*** QUOTED PASSAGE ***

Even in the Animal Research is Vital to Medicine document it is evident that there have not been any discoveries that are one hundred percent beneficial and haven't thus caused other problems to human kind.
September 10, 2008 1:29 PM


--------, I must disagree with you on the statement Animal Research isn't necessarily. On the contrary, it is vital to the development of newer medecines. If it is a question of morality, think of the animals we kill for food everyday. For us to survive, something else MUST die whether it be animal or plant. In short, their deaths go to our betterment. The same goes for animals we use as test subjects for chemicals. However, I believe your idea is concerning effectiveness of animal research. Animals and humans are different in some respects, yes, that is true. However, certain animals species have remarkably similar organ systems to those of humans. A pig has a virtually identical circulatory system (in terms of functionality, not necessarily vein structure) to a human, the gastro-intestinal tract (intestine) and immune system of a cow almost replicates those present in people. Although we do have differences which may affect test results, 99.5% of the time they are negligible. In addition, animal testing does reveal vital information concerning research. In 1981, scientists at the Plum Island Animal Disease Center created the world's first, fully functioning genetically engineered vaccine (for Hepatitis B.) This vaccine was later approved in 1987, through years of animal testing followed by human trials, and is now administered to every newborn within 48 hours. The vaccine has been proven to be totally safe with virtually no side effects. Finally, animal testing is also necessary, because some form of testing is needed before beginning human trials. Some data is better than none at all, even if it has flaws.
September 10, 2008 2:43 PM


-------, I too understand your view and your side on the matter of animal testing. When we kill animals for a basis of survival we know that we are eating them. When animals are used for testing we don't always know that it is to better humans, or the animal. The matter of animal testing I guess in a sense what gets me is the fact that animals are being used and they may not directly have a positive outcome. In one part of the reading it discussed how chemicals being used on rats yielded later on humans had different and serious effects. In this situation I understand that using a cow or pig for research is okay because as you said their internal organs mirror those of humans pretty closely however using other animals for minor situations seems to not always be the smartest idea. Perhaps animal research can be limited to the necessities such as vaccines that you need at birth like the one you mentioned. I understand how it can be beneficial at the same time I feel like there are too many flaws that could harm us in the long run.

*** End of QUOTED PASSAGE ***
*** EXTRACTED MATERIAL ***

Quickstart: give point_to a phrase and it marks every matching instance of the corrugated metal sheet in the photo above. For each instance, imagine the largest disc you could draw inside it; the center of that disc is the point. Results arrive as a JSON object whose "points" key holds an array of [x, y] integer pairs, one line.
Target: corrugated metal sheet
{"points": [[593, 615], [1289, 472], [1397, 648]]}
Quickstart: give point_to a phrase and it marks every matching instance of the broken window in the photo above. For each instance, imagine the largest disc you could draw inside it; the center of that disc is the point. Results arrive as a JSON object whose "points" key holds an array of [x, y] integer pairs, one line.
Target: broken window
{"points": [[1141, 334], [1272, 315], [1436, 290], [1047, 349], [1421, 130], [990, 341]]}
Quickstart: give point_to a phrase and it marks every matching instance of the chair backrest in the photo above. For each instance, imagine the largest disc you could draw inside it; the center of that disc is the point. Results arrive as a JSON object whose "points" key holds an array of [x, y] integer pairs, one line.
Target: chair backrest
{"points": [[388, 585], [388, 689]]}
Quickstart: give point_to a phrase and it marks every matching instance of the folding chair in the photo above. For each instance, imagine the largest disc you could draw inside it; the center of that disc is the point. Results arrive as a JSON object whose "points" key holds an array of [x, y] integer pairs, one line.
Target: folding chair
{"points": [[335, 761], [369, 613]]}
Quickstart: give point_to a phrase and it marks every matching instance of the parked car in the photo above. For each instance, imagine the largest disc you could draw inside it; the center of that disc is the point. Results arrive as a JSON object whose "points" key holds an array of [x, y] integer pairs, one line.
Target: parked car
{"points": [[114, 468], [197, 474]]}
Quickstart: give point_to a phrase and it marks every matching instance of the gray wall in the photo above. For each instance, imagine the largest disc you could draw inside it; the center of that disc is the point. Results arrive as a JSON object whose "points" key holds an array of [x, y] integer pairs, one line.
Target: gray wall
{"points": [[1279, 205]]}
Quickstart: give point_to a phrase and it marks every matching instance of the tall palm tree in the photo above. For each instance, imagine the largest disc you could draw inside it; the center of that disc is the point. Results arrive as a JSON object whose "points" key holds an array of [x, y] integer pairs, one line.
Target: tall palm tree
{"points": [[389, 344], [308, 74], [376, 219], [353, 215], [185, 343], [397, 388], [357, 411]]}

*** End of EXTRACTED MATERIAL ***

= BRIEF 1 =
Translate this sentence from the animal research discussion into Spanish: "Some data is better than none at all, even if it has flaws."
= BRIEF 2 =
In the animal research discussion, why does the second writer consider it acceptable to use a cow or pig for research? Answer in one to three sentences.
= BRIEF 3 =
Pick up the animal research discussion after its final sentence and continue writing it.
The stored entries were drawn from a separate source.

= TASK RESPONSE 1 =
Algunos datos son mejores que ninguno, aunque tengan fallas.

= TASK RESPONSE 2 =
The second writer accepts using a cow or pig because, as the first writer pointed out, their internal organs mirror those of humans pretty closely.

= TASK RESPONSE 3 =
September 11, 2008 5:41 PM (https://www.blogger.com/comment.g?blogID=624743831469298520&postID=4013516296493767598)

The value of this exchange is evident. The students display appropriate skills in discussing this topic and have effectively utilized sources to frame and support their arguments.
A similar Professional Development session can be scheduled for the use of wikis. However, at this time wikis are theoretical to me since I have not had the opportunity to start one. Currently, I am not aware of a person at Lincoln High School with a wiki. Therefore, I need to start one for next semester to have as an example for a PD session in the spring. While using examples from outside the system could be beneficial, an actual one currently being used within the district is the ideal example for demonstration to reluctant staff members.


If the school district wishes to completely fulfill its mission statement, it must embrace the available technology of the present and the future to teach students not only how to use it but also use it appropriately. The teaching of reading strategies and writing skills can be integrated with the available technology to enhance the learning experience. However, they must be given multiple opportunities to use this technology through more computers in the classroom and assignments crafted to fully exploit these uses. Teachers need to be flexible in their approach and be given the professional development opportunities to learn how to integrate these opportunities to supplement their teaching.